**** Information
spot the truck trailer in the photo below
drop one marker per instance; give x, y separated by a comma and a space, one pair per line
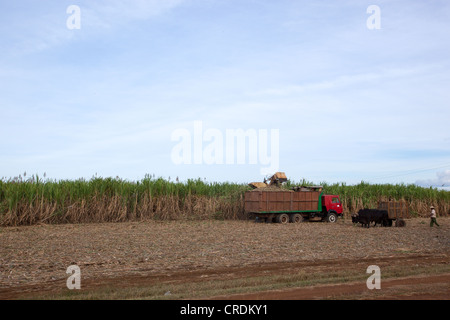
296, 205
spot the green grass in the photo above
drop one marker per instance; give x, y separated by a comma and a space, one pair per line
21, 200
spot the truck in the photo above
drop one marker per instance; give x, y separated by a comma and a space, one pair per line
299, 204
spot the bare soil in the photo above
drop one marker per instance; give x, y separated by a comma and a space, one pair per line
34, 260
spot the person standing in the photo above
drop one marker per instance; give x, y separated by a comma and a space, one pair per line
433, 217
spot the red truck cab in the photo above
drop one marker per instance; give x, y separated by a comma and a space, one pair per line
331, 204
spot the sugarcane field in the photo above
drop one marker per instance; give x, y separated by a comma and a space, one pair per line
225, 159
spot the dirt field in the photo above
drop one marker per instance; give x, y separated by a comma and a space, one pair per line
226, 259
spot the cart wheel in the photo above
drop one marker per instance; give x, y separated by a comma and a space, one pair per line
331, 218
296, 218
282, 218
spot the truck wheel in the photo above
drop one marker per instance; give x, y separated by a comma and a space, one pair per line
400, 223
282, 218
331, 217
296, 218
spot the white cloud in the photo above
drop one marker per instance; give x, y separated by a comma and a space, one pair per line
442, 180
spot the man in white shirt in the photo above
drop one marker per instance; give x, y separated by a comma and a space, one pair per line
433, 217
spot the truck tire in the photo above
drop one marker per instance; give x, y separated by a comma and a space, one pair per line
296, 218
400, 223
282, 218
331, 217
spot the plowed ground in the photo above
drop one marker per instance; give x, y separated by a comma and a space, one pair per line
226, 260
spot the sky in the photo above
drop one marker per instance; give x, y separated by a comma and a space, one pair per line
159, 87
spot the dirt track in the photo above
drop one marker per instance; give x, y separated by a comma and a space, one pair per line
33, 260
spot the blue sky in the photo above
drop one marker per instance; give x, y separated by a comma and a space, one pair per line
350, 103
********
**** Information
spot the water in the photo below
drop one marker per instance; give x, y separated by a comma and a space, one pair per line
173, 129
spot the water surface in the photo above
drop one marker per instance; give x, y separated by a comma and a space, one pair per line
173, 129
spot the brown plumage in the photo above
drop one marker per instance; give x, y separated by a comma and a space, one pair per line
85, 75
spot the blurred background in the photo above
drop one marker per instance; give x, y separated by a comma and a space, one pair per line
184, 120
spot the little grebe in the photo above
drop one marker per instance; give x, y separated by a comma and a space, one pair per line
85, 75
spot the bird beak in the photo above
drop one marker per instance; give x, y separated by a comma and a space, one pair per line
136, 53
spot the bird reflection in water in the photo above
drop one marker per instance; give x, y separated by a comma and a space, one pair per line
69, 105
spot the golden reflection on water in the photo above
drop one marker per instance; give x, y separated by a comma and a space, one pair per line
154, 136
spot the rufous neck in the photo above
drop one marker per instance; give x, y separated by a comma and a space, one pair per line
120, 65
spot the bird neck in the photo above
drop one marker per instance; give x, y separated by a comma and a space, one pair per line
********
Directions ▸ Filter the records above down to the lines containing "dirt".

Task result ▸
spot the dirt field in the photo above
spot the dirt track in the photo above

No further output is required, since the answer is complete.